[Rows of labeled boxes]
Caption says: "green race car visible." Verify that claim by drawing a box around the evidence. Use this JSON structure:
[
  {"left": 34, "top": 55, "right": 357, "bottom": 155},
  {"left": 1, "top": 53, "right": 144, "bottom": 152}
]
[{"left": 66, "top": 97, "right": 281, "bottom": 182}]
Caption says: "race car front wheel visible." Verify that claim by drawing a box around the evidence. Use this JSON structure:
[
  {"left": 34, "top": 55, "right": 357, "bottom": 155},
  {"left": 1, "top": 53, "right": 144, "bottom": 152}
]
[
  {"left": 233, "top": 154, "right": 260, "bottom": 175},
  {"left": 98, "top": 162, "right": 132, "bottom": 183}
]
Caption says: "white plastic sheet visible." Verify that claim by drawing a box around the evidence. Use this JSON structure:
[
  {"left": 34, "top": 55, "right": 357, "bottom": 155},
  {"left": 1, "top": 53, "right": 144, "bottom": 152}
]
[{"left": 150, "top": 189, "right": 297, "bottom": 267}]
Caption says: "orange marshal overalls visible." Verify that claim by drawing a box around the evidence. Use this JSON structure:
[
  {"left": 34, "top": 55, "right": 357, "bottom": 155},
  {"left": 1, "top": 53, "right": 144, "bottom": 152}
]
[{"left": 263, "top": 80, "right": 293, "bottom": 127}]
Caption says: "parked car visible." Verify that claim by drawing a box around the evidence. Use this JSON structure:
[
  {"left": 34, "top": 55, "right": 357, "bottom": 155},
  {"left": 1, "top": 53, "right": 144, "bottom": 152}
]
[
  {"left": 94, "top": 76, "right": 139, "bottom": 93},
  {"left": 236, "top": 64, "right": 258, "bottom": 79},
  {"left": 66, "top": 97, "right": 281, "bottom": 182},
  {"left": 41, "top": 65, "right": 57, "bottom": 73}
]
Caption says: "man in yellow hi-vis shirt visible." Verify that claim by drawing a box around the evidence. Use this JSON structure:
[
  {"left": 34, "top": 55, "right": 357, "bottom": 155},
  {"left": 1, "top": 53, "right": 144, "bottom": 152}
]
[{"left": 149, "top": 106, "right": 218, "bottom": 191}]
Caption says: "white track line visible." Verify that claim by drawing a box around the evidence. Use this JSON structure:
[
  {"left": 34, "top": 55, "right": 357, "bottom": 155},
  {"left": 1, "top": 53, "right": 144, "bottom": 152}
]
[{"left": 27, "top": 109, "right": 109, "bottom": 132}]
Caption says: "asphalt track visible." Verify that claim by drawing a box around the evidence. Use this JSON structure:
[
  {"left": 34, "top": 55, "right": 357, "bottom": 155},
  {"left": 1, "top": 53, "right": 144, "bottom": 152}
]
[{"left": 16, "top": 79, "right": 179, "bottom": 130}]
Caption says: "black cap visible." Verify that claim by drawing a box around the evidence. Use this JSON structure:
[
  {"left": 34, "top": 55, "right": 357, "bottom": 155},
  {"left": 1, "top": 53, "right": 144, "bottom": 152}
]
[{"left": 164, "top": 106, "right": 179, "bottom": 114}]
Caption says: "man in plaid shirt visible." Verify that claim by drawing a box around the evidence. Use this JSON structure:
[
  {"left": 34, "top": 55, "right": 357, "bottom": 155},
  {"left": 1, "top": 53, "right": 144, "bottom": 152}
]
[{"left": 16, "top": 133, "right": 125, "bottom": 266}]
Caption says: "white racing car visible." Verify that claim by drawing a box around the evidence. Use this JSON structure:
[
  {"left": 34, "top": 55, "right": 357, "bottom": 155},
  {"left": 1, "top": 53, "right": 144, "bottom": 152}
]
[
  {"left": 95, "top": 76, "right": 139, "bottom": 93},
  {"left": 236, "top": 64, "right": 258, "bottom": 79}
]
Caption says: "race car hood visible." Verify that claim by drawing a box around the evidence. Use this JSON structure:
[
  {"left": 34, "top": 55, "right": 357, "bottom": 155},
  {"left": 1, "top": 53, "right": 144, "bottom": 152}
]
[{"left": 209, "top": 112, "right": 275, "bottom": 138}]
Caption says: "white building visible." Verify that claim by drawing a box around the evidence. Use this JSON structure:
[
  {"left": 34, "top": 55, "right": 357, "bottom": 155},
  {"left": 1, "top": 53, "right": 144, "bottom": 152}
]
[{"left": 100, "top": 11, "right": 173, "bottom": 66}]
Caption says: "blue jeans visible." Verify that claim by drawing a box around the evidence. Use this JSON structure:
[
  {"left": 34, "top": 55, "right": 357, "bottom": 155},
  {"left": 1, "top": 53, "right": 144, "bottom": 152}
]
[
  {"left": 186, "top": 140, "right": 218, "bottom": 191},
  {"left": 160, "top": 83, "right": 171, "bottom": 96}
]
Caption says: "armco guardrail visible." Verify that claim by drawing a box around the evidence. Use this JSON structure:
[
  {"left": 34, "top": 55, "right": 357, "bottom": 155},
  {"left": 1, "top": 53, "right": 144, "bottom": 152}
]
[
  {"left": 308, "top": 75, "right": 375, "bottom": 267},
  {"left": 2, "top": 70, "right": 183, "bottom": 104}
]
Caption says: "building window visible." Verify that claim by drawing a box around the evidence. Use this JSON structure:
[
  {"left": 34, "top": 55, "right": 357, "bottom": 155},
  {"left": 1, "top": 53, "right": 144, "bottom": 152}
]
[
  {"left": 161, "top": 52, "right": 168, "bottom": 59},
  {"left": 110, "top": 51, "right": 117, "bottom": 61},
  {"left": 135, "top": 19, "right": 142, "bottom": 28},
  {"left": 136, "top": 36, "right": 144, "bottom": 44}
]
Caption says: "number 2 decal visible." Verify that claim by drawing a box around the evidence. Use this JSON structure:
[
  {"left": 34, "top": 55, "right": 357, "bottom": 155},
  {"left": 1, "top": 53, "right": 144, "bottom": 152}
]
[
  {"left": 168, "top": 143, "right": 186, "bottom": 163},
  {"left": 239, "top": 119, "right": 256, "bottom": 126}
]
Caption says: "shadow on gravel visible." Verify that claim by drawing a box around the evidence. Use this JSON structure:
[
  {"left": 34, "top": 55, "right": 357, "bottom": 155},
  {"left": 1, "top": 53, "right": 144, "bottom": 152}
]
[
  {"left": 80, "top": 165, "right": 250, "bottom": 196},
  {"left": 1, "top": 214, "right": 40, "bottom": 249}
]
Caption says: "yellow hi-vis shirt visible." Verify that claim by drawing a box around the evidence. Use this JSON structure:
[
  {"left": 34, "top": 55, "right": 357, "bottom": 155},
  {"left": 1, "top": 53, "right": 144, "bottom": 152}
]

* _What you should do_
Identify every line in the rows above that contains the word "white", and copy each of those lines. Case counts.

* _Output below_
Caption says: "white plastic sheet visible." Verify that claim by drawing a box around the evidence. Use this JSON structure:
Caption says: "white track line visible." Verify that claim by drawing a box around the evidence. Use this JSON structure:
Caption says: "white racing car visible." Verify that claim by drawing a box around the evidence. Use this JSON structure:
Caption says: "white building visible." Verify that claim by drawing a box around the evidence. Use this JSON structure:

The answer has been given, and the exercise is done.